— start of PAGE EXTRACT —

First, it explains the dip. The 40% mark in LDM-4-G isn't a random anomaly — it's plausibly the region of the trajectory where the semantic content is still being negotiated. Before that point, the image is too noisy for the model to commit; after it, the commitment is locked and the work shifts to refinement. If you've ever watched a Stable Diffusion image generate from random noise, there's a moment somewhere in the middle where the picture snaps from looking like turbulent fog to looking like a recognizable subject. Reading C predicts this. The other readings don't.

Second, it explains the layer asymmetry. High-level features are stable across most steps because the semantic decision is stable across most steps. Low-level features change continuously because the texture is being refined continuously. It's not that the deep layers are bloated; it's that they have a different job, and that job concludes early.

Third, it gives us a framing for what "iterative refinement" actually means in a diffusion model — and the answer is less symmetric than the math suggests. The trajectory isn't a uniform crawl from noise to image. It's a brief negotiation phase where semantics are decided, followed by a long refinement phase where details are filled in around a fixed plan. The mathematical formulation of diffusion treats every timestep equally; the trained model, in practice, doesn't.

The redundancy isn't evidence of a bloated model. It's evidence of a model whose work is structurally uneven across the trajectory — concentrated in the early phase where semantic decisions are made, and sparse in the long tail where it's just texture cleanup. DeepCache's speedup comes from exploiting that unevenness.

I should be honest: this is an interpretation, not something the paper proves. The authors don't make this claim. The cosine-similarity numbers are consistent with Reading C but they don't establish it. To do that you'd want to vary the prompt or class label and check whether high-level features stabilize at the same point regardless, or you'd want to probe the high-level layers and see whether they encode the kind of semantic content this reading predicts. That work hasn't been done in this paper.

But Reading C does something the other readings don't: it makes new predictions. And it connects DeepCache to a body of empirical observations that diffusion-model practitioners have been collecting informally for years.

3. The Empirical Folklore That Reading C Explains

If you spend time with Stable Diffusion or any other open diffusion model, you start to notice things that aren't in the papers but that everyone who plays with these models seems to agree on.

The structure-emerges-first phenomenon. If you visualize the partial outputs of a diffusion model as it denoises, the rough composition of the final image — where the subject is, what color zones go where, what general shape the main object takes — appears very early in the trajectory, often within the first 20% of steps. Refinement of detail happens over the remaining 80%. This is exactly what Reading C predicts: the semantic scaffold is built early, the rest is texture work.

— end of PAGE EXTRACT —
— start of DATA LINES —

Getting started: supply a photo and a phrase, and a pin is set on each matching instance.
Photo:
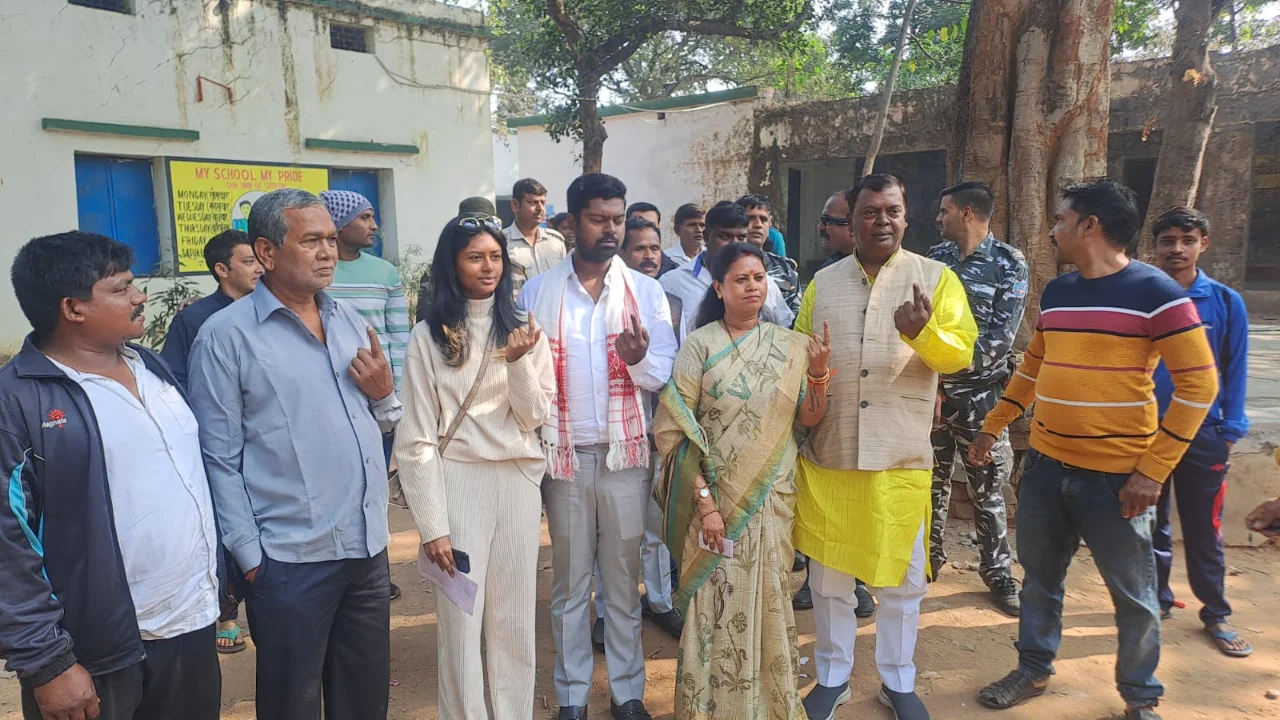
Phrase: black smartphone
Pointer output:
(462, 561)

— end of DATA LINES —
— start of DATA LINES —

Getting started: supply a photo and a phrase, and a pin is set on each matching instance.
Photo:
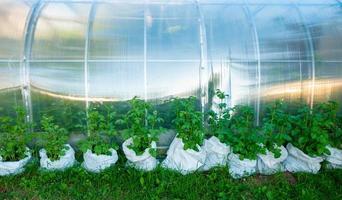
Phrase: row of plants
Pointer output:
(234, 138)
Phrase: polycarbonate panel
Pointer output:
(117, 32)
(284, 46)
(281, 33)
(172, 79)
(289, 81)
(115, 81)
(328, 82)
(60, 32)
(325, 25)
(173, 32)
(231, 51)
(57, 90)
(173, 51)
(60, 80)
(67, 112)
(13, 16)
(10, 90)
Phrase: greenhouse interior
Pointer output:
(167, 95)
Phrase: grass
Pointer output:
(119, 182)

— end of DATA LINES —

» WHAT TO WORK ON:
In the diffusion-model passage, which aspects of the final image's rough composition are said to appear early in the trajectory?

» FINAL RESULT:
- Where the subject is
- What color zones go where
- What general shape the main object takes